** Begin SUPPLIED PASSAGE **

In 441 AD St Patrick climbed a mountain (which is now called St Patricks Mountain). He stayed there in solitude and fasted for 40 days and nights.

The myth says that when St Patrick’s fast came to an end on the 40th night, he threw a silver bell from the top of the mountain to the ground below. At which point, all the snakes in Ireland slithered away into the sea. Science tells us there were never snakes in Ireland. What the story is really saying is how St Patrick’s mission signaled the end of the pagan Druidic religion in Ireland. Irish druids carried staffs carved with snakes, so St Patrick banishing the snakes is a symbol for the Irish rejecting the Druid religion for Christianity.

** End SUPPLIED PASSAGE **
** Begin SUPPLIED MATERIAL **

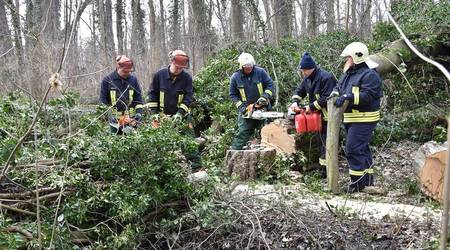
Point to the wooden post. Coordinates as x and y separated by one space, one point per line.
444 219
332 144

** End SUPPLIED MATERIAL **

TASK SET
**A)** According to the passage on St Patrick, why does his banishing of the snakes stand for the Irish turning from the Druid religion to Christianity? Answer in one to three sentences.
**B)** Carry on the passage on St Patrick, starting after its final sentence.
The material after the passage on St Patrick comes from a separate source.

ANSWERS FOR THE TASKS
**A)** Irish druids carried staffs carved with snakes. Driving out the snakes therefore symbolizes the Irish rejecting the Druid religion for Christianity.

**B)**
Saint Patrick the patron saint of Ireland, lived 1500 years ago. Born in Roman Britain, he was kidnapped and brought to Ireland as a slave at the age of sixteen.He later escaped, but returned to Ireland and was credited with bringing Christianity to its people. In the centuries following Patrick’s death (believed to have been on March 17, 461), the mythology surrounding his life became ever more ingrained in the Irish culture: Perhaps the most well-known one is that he explained the Holy Trinity (Father, Son and Holy Spirit) using the three leaves of a native Irish clover, the shamrock.